* Excerpt provided:
◇ ◇ ◇ ◇ ◇ ◇ ◇

By Eric Geier (Our Founder & Owner)

Originally published by Cox Media Group on 12/20/21

If you’re getting a new computer or tech toy, here are some tips that can help make the setup and learning curve easier and your data safer:

Consider calling in a professional tech: An in-home tech can give you one-on-one assistance.

Questions can be asked and answered much more thoroughly than in a store environment. If you haven’t already made the purchase, a tech can make suggestions and then help with setting it up. A tech can usually set up a computer or smartphone very close to the old one to make the transition smoother.

A tech can transfer your files, install programs or apps and make setting changes so you’re more comfortable. They can also ensure your new purchase is protected and your data is secured. In the end, the investment of calling in a tech can certainly pay off.

It could save the headache of the initial setup and then maybe prevent a disaster in the future if you aren’t properly protected.

Don’t buy too cheap: You can find new tablets as cheap as $50 and full computers or laptops as cheap as $200, but you get what you pay for. These cheaper tablets and computer usually have very low disk space, processors and other components, so they will be much slower and won’t last as long. They can actually be quite aggravating instead of fun or useful.

I usually suggest budgeting for at least $500 - $600 for a new computer tower and about $150 - $200 additional if you need a new monitor, keyboard and mouse. If this is out of your price range, I suggest buying a good refurbished computer from a trusted source for $250 – $350.

Ensure you have good malware protection: Even though a computer is new, it’s definitely still susceptible to viruses and malware. Actually, I’d say it’s even more susceptible, as you’ll likely be trying to download new programs and getting it set up. Thus, right away I suggest installing any antivirus or malware protection you’ve already been using. You can see my recommendations of security solutions at https://

Enable automatic backups: If you have documents, photos or other data on your computer or devices that you wouldn’t want to lose, you need to back them up. Computers can certainly get viruses or crash, and sometimes a tech can’t retrieve your data. Mobile devices can also break or be stolen.

You can backup your data to an external USB hard drive or backup to the cloud or Internet. It’s good to actually do both in case one fails. If you only choose one method, I suggest online backup since the data is safe from local theft or disasters. You can also see my backup recommendations at https://

Properly dispose of your old devices: You don’t want to just put your old computer out on the curb. I recommend pulling out the hard drive from inside. You should either properly wipe the data off of the hard drive or physically damage it so the data cannot be recovered by anyone else that gets a hold of it. Perhaps save the hard drive for when you want to take out some aggression, and then take a hammer and/or drill to it.

◇ ◇ ◇ ◇ ◇ ◇ ◇

* Entries supplied:
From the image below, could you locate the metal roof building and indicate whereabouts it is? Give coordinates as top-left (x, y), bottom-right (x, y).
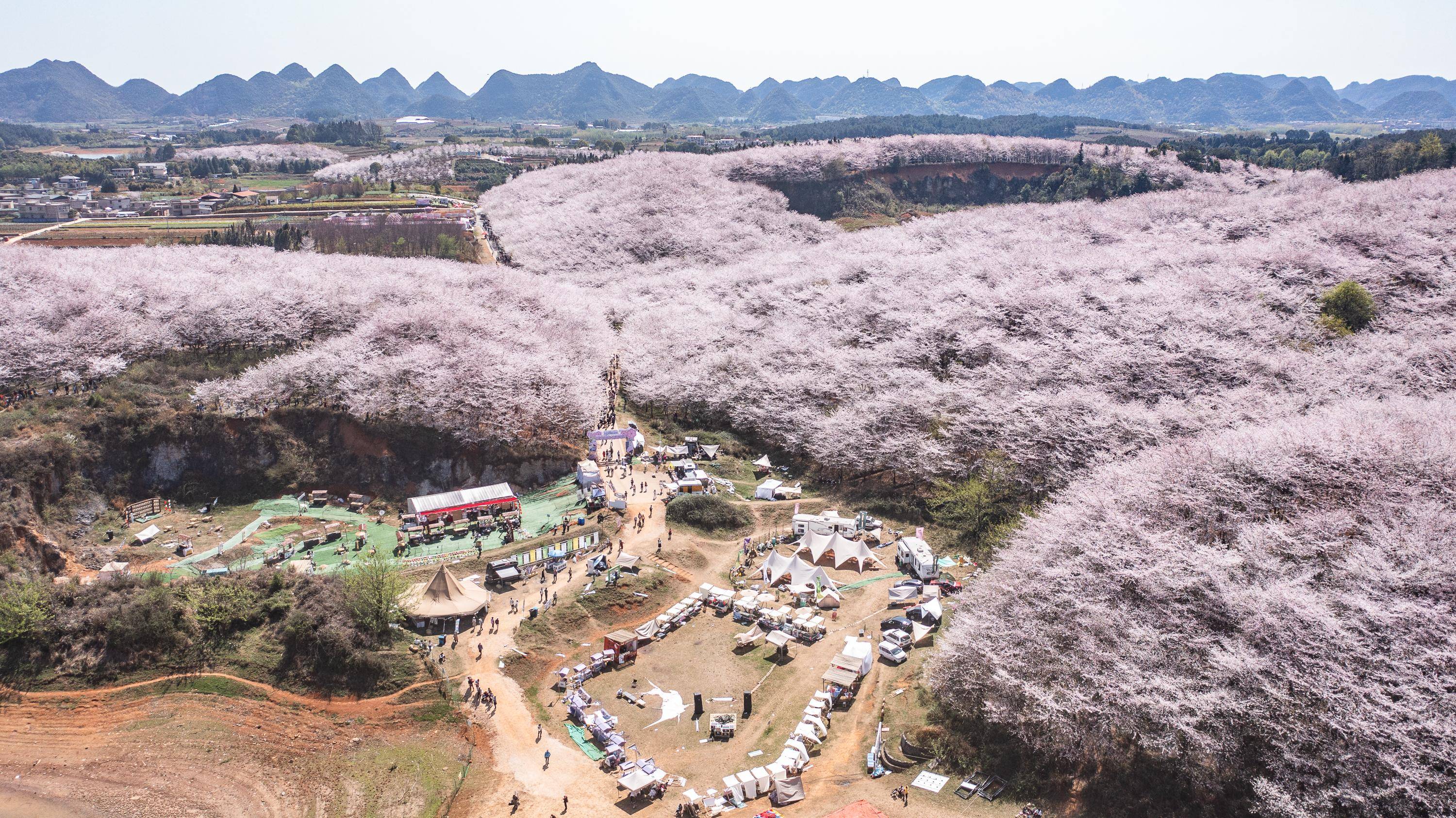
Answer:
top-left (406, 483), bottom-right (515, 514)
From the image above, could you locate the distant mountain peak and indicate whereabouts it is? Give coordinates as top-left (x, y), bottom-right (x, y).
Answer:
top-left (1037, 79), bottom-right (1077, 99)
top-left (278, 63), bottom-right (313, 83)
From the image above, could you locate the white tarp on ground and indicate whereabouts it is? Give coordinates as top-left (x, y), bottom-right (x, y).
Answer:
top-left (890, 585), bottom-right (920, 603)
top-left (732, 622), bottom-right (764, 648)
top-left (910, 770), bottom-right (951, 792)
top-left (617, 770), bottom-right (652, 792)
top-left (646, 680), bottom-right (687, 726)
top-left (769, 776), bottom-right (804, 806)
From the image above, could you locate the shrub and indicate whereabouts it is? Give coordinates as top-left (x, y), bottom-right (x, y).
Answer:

◇ ◇ ◇ ◇ ◇ ◇ ◇

* What is being asked: In the tips on setting up a new computer, what is the suggested minimum budget for a new computer tower? The rows have nothing to do with the tips on setting up a new computer.

* Answer to this problem: At least $500 - $600.